** Start Extracted material **

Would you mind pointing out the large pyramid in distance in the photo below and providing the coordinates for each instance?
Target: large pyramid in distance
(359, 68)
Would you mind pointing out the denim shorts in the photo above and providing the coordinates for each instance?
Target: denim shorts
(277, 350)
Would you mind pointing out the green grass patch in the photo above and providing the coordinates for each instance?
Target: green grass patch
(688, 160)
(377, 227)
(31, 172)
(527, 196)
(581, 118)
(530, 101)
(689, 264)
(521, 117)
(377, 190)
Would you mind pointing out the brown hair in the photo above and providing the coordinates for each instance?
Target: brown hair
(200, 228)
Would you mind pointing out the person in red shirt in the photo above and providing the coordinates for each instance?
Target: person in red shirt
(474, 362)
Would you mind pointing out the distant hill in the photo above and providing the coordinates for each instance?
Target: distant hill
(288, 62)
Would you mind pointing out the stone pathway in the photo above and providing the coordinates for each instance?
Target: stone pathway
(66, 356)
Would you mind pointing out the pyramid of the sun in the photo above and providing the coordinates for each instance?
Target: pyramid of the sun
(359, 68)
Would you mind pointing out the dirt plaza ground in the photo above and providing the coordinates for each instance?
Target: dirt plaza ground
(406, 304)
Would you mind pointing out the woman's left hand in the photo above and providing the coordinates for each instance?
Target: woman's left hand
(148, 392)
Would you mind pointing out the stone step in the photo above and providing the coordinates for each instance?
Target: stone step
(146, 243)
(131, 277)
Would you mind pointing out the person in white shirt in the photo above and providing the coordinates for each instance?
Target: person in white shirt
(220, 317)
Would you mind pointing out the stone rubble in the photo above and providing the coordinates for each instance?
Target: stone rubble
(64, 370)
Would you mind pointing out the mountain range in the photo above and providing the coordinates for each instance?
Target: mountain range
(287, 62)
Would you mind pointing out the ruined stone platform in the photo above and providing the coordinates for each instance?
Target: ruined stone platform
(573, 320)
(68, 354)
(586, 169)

** End Extracted material **

Rewrite the listing above, substituting "rock" for "stone" everywhere it occurs and leaving everything else unchanged.

Would you mind pointing out the large pyramid in distance in the photo below and providing the coordinates for each instance?
Target: large pyramid in distance
(359, 68)
Would you mind pointing out the denim shorts in the photo above and providing the coordinates for each instance?
Target: denim shorts
(277, 350)
Would you mind pointing out the green grass patch in the photo above and providing the coordinates for each instance?
Target: green grass patch
(688, 160)
(377, 227)
(31, 172)
(527, 196)
(581, 118)
(530, 101)
(689, 264)
(521, 117)
(377, 190)
Would you mind pointing out the brown hair in the photo above and providing the coordinates for each instance?
Target: brown hair
(200, 228)
Would you mind pointing out the person in red shirt in the photo above and providing the coordinates for each instance?
Target: person in red shirt
(474, 362)
Would you mind pointing out the distant hill in the photo above and providing the coordinates for each instance?
Target: distant hill
(288, 62)
Would you mind pointing out the rock pathway in the photo above and providing the coordinates for each instance?
Target: rock pathway
(66, 356)
Would you mind pointing out the pyramid of the sun in the photo above and providing the coordinates for each instance?
Target: pyramid of the sun
(359, 68)
Would you mind pointing out the dirt plaza ground in the photo above and providing the coordinates for each instance?
Target: dirt plaza ground
(406, 304)
Would you mind pointing out the woman's left hand in the photo above and providing the coordinates for each instance?
Target: woman's left hand
(148, 392)
Would you mind pointing out the rock step in the photo above and providing the coordinates for each instance?
Target: rock step
(146, 243)
(131, 277)
Would you mind pointing out the person in white shirt in the photo above and providing the coordinates for each instance?
Target: person in white shirt
(220, 317)
Would you mind pointing out the rock rubble in the photo above and providing the coordinates for each instance?
Target: rock rubble
(64, 370)
Would you mind pointing out the mountain range in the photo above and providing the coordinates for each instance?
Target: mountain range
(287, 62)
Would you mind pointing out the ruined rock platform in the photo above and providing the coordinates for each instance?
Target: ruined rock platform
(573, 320)
(68, 354)
(586, 169)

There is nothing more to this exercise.